**AIM OF THE EXERCISE:** When you transcribe the listing, keep each line exact and drop the pictures.

**GIVEN DATA:**

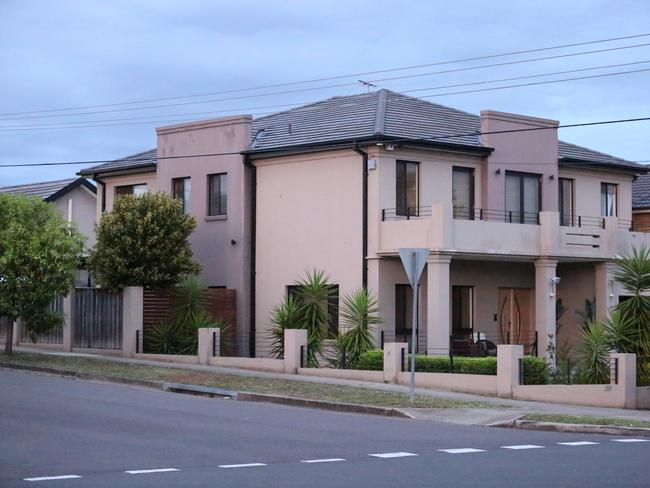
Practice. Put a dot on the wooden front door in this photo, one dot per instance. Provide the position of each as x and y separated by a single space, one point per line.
515 316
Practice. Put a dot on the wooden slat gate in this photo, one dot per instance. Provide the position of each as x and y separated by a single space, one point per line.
97 319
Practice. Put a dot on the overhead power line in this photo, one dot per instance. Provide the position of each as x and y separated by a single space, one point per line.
331 78
335 144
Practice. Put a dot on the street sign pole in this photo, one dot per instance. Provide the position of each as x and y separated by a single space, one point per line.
413 261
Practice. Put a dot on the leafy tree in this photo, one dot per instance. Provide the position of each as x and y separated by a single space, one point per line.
143 242
39 254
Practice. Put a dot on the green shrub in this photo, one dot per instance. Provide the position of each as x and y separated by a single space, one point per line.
536 371
371 360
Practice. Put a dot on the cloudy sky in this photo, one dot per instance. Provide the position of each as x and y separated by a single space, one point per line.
97 54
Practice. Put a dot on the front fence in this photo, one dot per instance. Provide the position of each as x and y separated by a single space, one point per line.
97 319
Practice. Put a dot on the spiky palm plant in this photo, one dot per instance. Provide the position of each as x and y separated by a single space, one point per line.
359 315
594 365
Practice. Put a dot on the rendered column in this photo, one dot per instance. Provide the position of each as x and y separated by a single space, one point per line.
132 302
438 305
294 339
545 297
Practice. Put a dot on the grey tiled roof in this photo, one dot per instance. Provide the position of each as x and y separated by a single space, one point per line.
142 159
47 190
641 192
378 115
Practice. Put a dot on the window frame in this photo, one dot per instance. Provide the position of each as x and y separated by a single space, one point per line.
469 214
402 208
187 203
221 212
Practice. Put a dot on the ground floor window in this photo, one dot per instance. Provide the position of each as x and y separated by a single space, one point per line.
404 315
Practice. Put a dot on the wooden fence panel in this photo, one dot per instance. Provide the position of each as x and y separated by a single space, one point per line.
97 319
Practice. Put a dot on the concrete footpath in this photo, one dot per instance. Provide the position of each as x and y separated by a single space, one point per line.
501 411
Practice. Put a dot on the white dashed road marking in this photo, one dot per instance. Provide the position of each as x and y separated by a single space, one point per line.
464 450
330 460
387 455
249 465
50 478
147 471
578 443
523 446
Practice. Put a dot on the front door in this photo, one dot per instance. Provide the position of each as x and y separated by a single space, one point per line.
515 316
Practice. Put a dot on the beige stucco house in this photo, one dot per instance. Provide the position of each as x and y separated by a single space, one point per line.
514 219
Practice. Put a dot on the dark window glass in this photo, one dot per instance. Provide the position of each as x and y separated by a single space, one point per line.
462 188
462 310
608 204
182 189
404 315
217 194
407 188
332 306
523 197
565 187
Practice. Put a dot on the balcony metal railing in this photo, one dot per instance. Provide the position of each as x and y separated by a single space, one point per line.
406 214
508 216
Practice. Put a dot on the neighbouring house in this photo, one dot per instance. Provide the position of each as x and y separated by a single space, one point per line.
75 199
641 204
514 218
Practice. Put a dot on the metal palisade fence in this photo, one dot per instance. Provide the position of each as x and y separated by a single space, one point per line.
97 319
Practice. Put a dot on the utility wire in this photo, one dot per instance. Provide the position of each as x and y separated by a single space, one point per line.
81 123
335 144
12 116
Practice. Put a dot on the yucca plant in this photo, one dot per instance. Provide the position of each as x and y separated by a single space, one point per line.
284 316
594 366
358 315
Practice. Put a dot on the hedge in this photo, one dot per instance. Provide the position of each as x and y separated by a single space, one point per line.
535 369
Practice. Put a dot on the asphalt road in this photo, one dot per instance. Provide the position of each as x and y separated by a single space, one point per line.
52 427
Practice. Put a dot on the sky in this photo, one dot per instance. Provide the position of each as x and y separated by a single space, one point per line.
84 53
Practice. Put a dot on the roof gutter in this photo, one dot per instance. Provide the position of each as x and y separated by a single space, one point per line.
364 216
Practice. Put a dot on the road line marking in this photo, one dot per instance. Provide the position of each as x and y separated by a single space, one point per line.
578 443
464 450
249 465
523 446
330 460
387 455
50 478
147 471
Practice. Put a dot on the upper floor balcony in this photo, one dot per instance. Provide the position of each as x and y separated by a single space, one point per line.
507 233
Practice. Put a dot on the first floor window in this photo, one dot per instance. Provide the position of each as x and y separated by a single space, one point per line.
608 199
406 188
181 190
135 190
218 194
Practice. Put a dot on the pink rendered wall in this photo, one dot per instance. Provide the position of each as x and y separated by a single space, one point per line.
528 151
220 243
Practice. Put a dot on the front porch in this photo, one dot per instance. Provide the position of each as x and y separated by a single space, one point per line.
468 305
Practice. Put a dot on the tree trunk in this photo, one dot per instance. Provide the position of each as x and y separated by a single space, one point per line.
9 340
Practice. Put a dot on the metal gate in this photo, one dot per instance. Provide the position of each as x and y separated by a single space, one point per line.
97 319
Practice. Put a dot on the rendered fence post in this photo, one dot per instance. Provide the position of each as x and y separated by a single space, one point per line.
293 340
626 378
206 343
508 368
393 360
132 302
68 320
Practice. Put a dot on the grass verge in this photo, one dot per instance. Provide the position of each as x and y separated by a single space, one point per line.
298 389
586 419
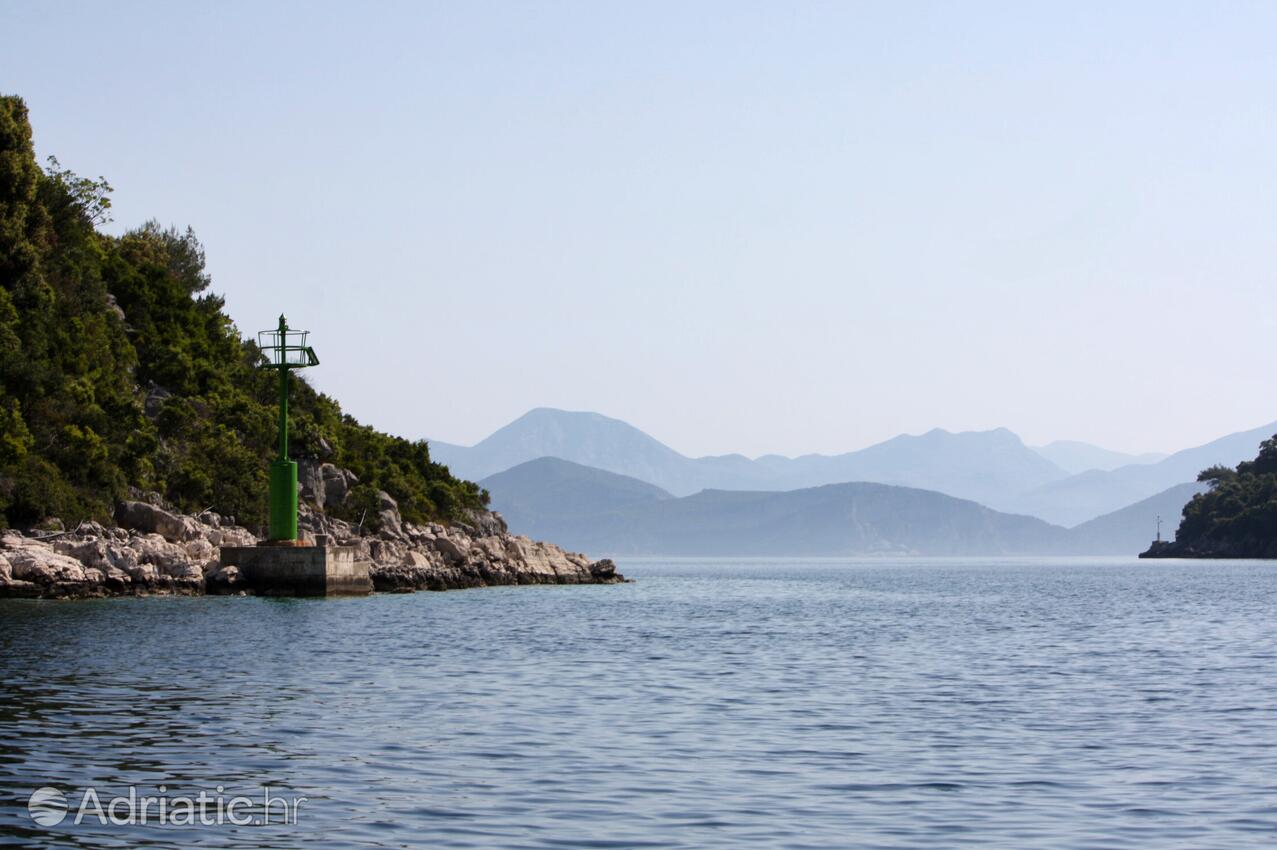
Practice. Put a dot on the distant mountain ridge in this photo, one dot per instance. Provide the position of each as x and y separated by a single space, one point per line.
1095 493
1074 456
831 520
973 465
598 511
992 467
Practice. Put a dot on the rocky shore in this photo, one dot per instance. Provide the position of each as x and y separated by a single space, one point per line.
1207 548
156 550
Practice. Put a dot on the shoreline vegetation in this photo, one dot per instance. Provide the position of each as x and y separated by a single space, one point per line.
1235 517
133 410
152 550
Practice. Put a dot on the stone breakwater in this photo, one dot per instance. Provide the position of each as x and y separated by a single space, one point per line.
153 550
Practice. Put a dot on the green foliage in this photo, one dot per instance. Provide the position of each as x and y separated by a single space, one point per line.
118 370
1240 504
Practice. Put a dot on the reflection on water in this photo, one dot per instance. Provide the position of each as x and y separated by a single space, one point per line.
714 703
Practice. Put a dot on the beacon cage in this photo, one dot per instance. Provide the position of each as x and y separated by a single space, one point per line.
286 347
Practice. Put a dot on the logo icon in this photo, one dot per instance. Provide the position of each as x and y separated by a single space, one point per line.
47 805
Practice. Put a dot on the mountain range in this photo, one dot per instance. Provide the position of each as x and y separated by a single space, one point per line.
602 484
603 512
983 466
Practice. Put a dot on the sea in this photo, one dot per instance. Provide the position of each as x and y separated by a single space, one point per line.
791 703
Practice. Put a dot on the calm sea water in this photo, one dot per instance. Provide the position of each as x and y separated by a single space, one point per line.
861 703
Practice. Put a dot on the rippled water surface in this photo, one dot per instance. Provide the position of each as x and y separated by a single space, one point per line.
1047 703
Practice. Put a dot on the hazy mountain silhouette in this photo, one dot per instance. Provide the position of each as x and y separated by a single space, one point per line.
603 512
1129 530
833 520
595 440
974 465
1091 494
1074 457
540 493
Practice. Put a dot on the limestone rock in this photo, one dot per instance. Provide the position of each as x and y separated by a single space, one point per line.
44 566
150 518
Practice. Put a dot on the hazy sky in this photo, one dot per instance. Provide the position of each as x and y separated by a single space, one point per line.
743 227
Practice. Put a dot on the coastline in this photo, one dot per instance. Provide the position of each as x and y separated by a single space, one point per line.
152 550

**REPLY TO THE TASK:**
Practice. Put a dot on the wooden front door in this photo, one dot per instance. Provide the position of each as x and y separated by a single space, one point per line.
515 316
Practice. Put a dot on the wooden slat gate in this photo, one dot per instance. Provide the position of each as x and y separated by a single space, one point per line.
97 319
Practice. Put a dot on the overhead power line in this photo, one dot per instance. Provide the position of each as x and y separated by a single space, one point per line.
331 78
335 144
Practice. Put a dot on the street sign pole in this photo, one dot per instance. Provide the position of each as x and y separated by a single space, one point per line.
413 261
Practice. Put a dot on the leafy tree in this photo, one dot per instance. Provide the position of each as x and y separated by a single space, one point per line.
143 242
39 254
Practice. Put a dot on the green shrub in this photo, one dot per instance. Provide the position of each as x and y separated by a single space, one point per line.
536 371
371 360
Practice. Put a dot on the cloudy sky in this photo, one dot per instance. Provide the position of each as x and y separated by a single space, one point per line.
97 54
Practice. Put a dot on the front fence in this photo, one dot per instance. Provide the position of each as x and y separated by a single space, one point per line.
97 319
Practice. Put a dot on the spiky palm plant in this photo, one dot per instance. Provide the position of each as x and y separated by a single space, one point per line.
359 315
594 365
Practice. Put a dot on the rendered column in this photo, one dot per instance. Provide the position of each as x and y separated by a single space, one point per line.
132 302
438 305
294 339
545 297
Practice. Put a dot on the grey tiled roof in this photo, one dot per instance. Provide the position of each as x and y separated by a single space, one point per line.
142 159
47 190
641 192
378 115
Practice. Put a dot on the window frame in this photo, one dot per instance. Provide the position of each as x and y separated by a single space, one point per line.
469 214
402 208
187 203
221 212
Practice. Put a dot on the ground floor window in this photo, one dot per instance. Provide the position of each as x and y separated by a single space, one point per line.
404 315
Practice. Put a dot on the wooden fence panel in this photo, one dot per instance. Provide the position of each as x and y separated by a single space, one point per line.
97 319
Practice. Put a dot on the concrete footpath in this photo, one dot per instance. Provide the position of each as x and y separated by a single space, one point per line.
501 411
Practice. Put a dot on the white dashed road marking in this photo, one dot per instance. Provide the position of each as x and y separated by a single space, one point per line.
464 450
330 460
387 455
249 465
50 478
147 471
578 443
523 446
Practice. Put a dot on the front door in this photo, one dot per instance. Provide the position of each as x and y separated by a single space, one point per line.
515 316
Practice. Put a dot on the beige stucco house in this photo, one dot per instance. Provide the position of each as x and y separated by a single space, one point per line.
514 219
Practice. Put a dot on the dark window glass in this photo, one dot per instance. Provide the position of each as x and y separated by a single space, one point per line.
462 188
462 310
608 204
182 189
404 315
217 194
407 188
332 306
523 197
565 187
Practice. Put a dot on the balcony metal railing in this photo, one dot per instance. Provide the position of each as x and y separated by a single space, one point per line.
406 214
508 216
Practice. Put a dot on the neighbouring house in this photo, one dot per instance. Provide the position of each as x and y separated by a single space, one point per line.
75 199
641 204
514 218
Practice. Put a dot on the metal palisade fence in this photo, one dot per instance. Provide the position of each as x and y separated by a single space, one point per line.
97 319
Practice. Put a dot on the utility wire in this photo, one dot per instance. Provide the position of each as x and y separated by a single space, one point per line.
81 123
335 144
12 116
Practice. Put a dot on the yucca plant in this photo, one dot per instance. Provide the position of each as x and y separated by a single space, one point per line.
284 316
594 366
358 315
Practice. Put a dot on the hedge in this photo, one dot per instance. Provide the position of each as x and y separated by a single space, one point per line.
535 369
Practice. Put a dot on the asphalt road in this photo, one dot per instance. Provide the position of each as x and y separated by a single space, one point per line.
52 427
Practice. Put a dot on the sky in this photo, one dot per instance. Provide the position of each as x and y separated by a single space, one point per line.
84 53
Practice. Put a dot on the roof gutter in this photo, one dot per instance. Provide the position of each as x and y separated by a single space, one point per line.
364 216
Practice. Put a dot on the road line marking in this photo, one dot per instance. Provide the position of each as x and y separated by a single space, one point per line.
578 443
464 450
249 465
523 446
330 460
387 455
50 478
147 471
Practice. Put a dot on the upper floor balcony in this photo, one dot per instance. Provide the position of each as x and y separated by a single space, one point per line.
507 233
Practice. Put a dot on the first floor window in this photo, one dot per instance. Provide the position of each as x and y separated by a single space, one point per line.
608 199
406 188
181 190
135 190
218 194
Practice. Put a dot on the pink rendered wall in this photo, one dot per instance. Provide the position of each as x and y separated by a single space, one point per line.
528 151
220 243
Practice. Put a dot on the front porch in this photo, one dot per instance. Provide the position of each as x and y separated by a single space, one point per line.
468 305
Practice. Put a dot on the tree trunk in this photo, one dot per instance. Provide the position of each as x and y separated by a single space, one point per line.
9 340
Practice. Put a dot on the metal gate in this photo, one dot per instance. Provide the position of each as x and y separated by a single space, one point per line.
97 319
Practice. Put a dot on the rendered fence post in this photo, one dot per instance. Provide the position of each as x and y separated by a single space, one point per line.
293 340
626 378
206 343
508 368
393 360
132 302
68 320
Practice. Put a dot on the grass verge in this photo, one dot per instance. Provide the position of each as x and y separated by a single space, one point per line.
298 389
586 419
Practice. Put a dot on the distant mountain ridge in this photo, one dot per instance. Provide the position of each as x and y separated by a single space, one point per line.
1095 493
1074 456
831 520
973 465
598 511
992 467
Practice. Put a dot on the rocky shore in this photo, one dot per instance. Provide the position of each as x and y separated by a single space, one point per line.
1207 548
156 550
Practice. Put a dot on the shoreline vegetation in this photo, one dot per instance. Provide the position of each as x and y separated by a single space, one point per line.
1235 517
133 410
152 550
Practice. Put a dot on the stone breakwater in this photo, one dot per instance. Provide the position of each as x and y separated by a single space, one point per line.
153 550
Practice. Put a dot on the green foliage in this photo, one dot per instance. Provide the position of each as x and y separated by a single space, one point per line.
118 370
1240 504
Practice. Put a dot on the reflection on water in this photo, one dot per instance. Provide the position of each as x and y separated by a single space, one point per line.
714 703
Practice. Put a dot on the beacon cage in this photo, one dot per instance. Provide the position of each as x and y separated by a single space, one point per line.
286 347
Practice. Put a dot on the logo icon in this photo, one dot per instance. Provide the position of each as x and y separated by a single space, one point per line.
47 805
Practice. Put a dot on the mountain range in this photo, one dot per instance. Provide the position of each as x and y separated by a single space, one point per line.
602 484
603 512
983 466
Practice. Put a dot on the sea in this photo, one dot per instance. Provide the position of each as x and y separated by a single space, one point per line.
791 703
Practice. Put a dot on the calm sea water in this photo, one dot per instance. Provide the position of each as x and y separated by a single space, one point per line.
861 703
Practice. Put a dot on the rippled water surface in this photo, one dot per instance. Provide the position of each as x and y separated by a single space, one point per line.
1047 703
Practice. Put a dot on the hazy mountain silhouette in this photo, one dot per instance. Provide the position of each as x and y separated by a single space, one point per line.
603 512
1129 530
833 520
595 440
974 465
1091 494
1074 457
540 493
Practice. Put a dot on the limestone rock in this photo, one dot per instance. Provide the position of each as x and y separated by a single space, one point per line.
44 566
150 518
Practice. Put a dot on the hazy sky in this photo, one dot per instance. Provide the position of each as x and y separated by a single space, one point per line.
743 227
Practice. Put a dot on the coastline in this photo, one dot per instance. Provide the position of each as x and y separated by a single space, one point per line.
152 550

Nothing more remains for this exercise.